SOURCE EXCERPT -
○ ○ ○ ○ ○ ○ ○

Analysis of log P predictions
General analysis of log P predictions include calculated vs predicted log P correlation plots and 6 performance statistics (RMSE, MAE, ME, R^2, linear regression slope(m), and error slope(ES)) for all the submissions. 95%-percentile bootstrap confidence intervals of all the statistics were reported. Error slope (ES) statistic is calculated as the slope of the line fit the the QQ plot of model uncertainty predictions.
Molecular statistics analysis was performed to indicate logP values of which molecules of SAMPL6 logP Challenge set were more difficult to predict accurately across participated methods. Error statistics (MAE and RMSE) were calculated for each molecule averaging across all methods or for all methods within a method category (Physical, Empirical, Mixed, or Other).

○ ○ ○ ○ ○ ○ ○

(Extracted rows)
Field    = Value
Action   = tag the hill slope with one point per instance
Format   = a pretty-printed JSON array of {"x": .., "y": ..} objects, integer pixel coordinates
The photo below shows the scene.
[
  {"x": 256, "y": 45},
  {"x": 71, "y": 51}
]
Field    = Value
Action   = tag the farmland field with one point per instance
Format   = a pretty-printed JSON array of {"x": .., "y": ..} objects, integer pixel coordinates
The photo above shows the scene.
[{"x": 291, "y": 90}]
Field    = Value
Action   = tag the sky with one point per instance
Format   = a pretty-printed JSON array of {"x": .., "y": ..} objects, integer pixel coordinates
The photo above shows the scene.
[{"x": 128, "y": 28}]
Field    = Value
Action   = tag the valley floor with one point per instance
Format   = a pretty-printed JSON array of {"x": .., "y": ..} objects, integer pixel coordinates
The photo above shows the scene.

○ ○ ○ ○ ○ ○ ○

WHAT THE TASK REQUIRES -
From the text above on log P predictions, write out the stretch from "Molecular statistics analysis" through "Mixed, or Other)." word for word.

REPLY -
Molecular statistics analysis was performed to indicate logP values of which molecules of SAMPL6 logP Challenge set were more difficult to predict accurately across participated methods. Error statistics (MAE and RMSE) were calculated for each molecule averaging across all methods or for all methods within a method category (Physical, Empirical, Mixed, or Other).